▸ WHAT THE TASK ASKS:
Please return exactly the lines from the one containing "Where is the door" through the end of the records, including both.

▸ RECORD EXTRACTS:

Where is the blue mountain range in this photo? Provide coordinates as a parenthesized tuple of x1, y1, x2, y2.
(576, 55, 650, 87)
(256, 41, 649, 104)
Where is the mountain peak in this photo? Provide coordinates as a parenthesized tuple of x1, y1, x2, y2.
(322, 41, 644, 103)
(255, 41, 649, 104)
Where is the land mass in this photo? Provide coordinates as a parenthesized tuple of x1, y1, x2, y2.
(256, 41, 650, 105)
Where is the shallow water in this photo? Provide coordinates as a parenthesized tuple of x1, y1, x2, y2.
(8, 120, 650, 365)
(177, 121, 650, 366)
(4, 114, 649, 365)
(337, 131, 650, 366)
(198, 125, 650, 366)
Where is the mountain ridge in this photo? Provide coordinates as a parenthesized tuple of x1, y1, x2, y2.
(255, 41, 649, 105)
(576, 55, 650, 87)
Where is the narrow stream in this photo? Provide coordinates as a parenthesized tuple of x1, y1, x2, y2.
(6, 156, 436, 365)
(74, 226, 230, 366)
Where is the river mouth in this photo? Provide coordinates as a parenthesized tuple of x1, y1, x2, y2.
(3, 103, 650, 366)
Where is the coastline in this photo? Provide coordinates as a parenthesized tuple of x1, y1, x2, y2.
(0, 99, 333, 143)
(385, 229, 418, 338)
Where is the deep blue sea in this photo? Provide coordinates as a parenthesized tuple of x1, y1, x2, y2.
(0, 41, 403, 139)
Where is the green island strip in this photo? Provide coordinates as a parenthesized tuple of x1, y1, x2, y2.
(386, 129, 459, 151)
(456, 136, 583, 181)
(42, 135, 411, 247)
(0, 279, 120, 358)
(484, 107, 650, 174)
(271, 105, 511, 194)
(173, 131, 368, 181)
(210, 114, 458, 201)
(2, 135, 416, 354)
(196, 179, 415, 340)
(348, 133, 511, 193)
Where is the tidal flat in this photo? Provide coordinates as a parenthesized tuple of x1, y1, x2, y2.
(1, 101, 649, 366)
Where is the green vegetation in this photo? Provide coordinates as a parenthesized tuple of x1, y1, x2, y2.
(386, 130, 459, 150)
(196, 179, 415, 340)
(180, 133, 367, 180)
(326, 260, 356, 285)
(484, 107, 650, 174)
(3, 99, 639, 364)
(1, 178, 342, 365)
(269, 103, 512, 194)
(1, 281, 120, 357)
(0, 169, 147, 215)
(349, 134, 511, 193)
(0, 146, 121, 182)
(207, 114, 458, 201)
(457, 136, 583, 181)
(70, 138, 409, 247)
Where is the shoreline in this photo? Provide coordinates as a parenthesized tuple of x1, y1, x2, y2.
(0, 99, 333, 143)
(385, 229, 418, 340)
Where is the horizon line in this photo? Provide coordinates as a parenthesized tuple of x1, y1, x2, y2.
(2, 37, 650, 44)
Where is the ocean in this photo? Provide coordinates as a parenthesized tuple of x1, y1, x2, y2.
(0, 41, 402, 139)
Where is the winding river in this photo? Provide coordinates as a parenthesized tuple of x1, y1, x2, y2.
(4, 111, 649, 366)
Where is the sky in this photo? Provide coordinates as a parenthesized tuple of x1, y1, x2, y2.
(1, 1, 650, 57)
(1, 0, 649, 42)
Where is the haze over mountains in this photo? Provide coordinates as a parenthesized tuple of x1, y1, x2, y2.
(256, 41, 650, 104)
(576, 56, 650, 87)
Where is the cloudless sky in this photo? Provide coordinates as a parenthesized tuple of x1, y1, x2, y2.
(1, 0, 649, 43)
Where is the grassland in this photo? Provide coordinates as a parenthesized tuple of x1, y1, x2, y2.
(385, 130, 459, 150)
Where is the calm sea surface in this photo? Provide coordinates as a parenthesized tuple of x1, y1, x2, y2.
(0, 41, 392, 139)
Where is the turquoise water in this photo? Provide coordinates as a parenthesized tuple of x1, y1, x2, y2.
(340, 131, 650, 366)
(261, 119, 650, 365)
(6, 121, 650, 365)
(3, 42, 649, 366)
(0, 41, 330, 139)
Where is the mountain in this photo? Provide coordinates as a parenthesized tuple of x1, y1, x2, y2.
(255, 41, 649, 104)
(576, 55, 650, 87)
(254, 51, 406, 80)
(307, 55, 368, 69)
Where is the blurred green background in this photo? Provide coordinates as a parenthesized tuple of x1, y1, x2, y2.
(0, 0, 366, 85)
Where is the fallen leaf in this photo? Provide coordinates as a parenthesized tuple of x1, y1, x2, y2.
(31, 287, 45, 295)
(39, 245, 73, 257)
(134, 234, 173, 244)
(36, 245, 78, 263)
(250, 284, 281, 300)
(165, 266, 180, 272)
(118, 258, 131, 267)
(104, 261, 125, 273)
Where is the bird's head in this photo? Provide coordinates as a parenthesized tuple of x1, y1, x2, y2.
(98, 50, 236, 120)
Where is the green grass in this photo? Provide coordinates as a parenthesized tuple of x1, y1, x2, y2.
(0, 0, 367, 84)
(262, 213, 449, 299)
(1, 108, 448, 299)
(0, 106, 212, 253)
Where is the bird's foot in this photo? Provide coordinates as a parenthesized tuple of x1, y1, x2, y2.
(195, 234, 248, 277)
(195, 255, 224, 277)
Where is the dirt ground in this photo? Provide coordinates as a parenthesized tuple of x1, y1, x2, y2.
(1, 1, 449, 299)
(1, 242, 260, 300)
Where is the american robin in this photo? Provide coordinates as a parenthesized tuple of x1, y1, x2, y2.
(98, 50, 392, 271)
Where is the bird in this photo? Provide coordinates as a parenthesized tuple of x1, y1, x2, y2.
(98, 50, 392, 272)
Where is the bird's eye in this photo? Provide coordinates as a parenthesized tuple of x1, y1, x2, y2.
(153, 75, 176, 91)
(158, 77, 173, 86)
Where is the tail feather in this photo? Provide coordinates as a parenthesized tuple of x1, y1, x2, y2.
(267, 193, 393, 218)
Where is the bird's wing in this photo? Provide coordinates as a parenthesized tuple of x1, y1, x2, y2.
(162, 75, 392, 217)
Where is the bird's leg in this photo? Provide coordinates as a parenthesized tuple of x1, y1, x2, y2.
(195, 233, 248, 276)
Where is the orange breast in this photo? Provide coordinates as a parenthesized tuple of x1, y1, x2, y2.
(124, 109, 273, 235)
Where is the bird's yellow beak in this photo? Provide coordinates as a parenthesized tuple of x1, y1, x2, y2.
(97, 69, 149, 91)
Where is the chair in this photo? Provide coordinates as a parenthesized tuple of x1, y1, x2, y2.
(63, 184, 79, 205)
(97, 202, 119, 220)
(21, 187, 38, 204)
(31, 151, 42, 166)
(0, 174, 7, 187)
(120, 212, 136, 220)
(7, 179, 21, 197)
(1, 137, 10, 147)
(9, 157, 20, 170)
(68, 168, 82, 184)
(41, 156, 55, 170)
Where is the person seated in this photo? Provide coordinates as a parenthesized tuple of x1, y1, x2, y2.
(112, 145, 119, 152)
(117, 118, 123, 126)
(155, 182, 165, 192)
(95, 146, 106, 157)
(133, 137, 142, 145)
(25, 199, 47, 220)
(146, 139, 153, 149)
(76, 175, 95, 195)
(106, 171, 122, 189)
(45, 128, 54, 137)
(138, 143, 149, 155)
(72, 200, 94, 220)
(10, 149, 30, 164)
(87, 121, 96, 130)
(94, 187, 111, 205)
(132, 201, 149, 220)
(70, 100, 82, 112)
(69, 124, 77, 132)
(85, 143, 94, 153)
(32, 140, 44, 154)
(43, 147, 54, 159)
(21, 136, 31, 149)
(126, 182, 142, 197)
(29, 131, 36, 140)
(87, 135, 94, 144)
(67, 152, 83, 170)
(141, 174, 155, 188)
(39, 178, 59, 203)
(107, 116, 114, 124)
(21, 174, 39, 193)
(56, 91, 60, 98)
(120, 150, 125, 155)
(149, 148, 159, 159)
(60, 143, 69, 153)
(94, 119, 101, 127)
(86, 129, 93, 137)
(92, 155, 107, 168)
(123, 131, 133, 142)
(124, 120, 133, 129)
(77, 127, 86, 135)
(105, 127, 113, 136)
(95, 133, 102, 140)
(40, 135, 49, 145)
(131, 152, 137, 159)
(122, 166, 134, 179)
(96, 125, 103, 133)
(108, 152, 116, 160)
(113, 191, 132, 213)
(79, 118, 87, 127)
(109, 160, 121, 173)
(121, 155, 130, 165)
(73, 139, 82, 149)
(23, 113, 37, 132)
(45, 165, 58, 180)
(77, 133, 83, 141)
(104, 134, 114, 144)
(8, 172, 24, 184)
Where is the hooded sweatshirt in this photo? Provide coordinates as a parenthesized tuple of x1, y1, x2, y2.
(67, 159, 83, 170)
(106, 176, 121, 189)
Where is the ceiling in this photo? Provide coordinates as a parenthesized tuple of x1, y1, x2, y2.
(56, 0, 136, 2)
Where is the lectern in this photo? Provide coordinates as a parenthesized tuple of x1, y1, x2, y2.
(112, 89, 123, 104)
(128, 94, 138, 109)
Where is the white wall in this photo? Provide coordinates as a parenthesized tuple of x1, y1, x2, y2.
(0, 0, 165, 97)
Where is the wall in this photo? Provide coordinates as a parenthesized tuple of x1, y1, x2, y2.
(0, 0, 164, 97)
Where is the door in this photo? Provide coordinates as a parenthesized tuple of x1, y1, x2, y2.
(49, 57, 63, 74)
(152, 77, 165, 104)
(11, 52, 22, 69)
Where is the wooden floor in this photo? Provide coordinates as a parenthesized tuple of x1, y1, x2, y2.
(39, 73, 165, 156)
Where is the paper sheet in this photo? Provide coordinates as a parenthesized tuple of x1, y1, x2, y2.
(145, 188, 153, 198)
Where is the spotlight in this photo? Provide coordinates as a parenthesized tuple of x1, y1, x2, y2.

▸ RESPONSE:
Where is the door in this photo? Provide coordinates as a parenthesized tuple of x1, y1, x2, y2.
(49, 57, 63, 74)
(152, 77, 165, 104)
(11, 52, 22, 69)
Where is the wooden floor in this photo? Provide coordinates as a parenthesized tuple of x1, y1, x2, y2.
(39, 73, 165, 156)
Where is the paper sheet in this photo? Provide coordinates as a parenthesized tuple of x1, y1, x2, y2.
(145, 188, 153, 198)
Where is the spotlight in this photo? Provide coordinates as a parenthesized tuple of x1, y1, x2, y2.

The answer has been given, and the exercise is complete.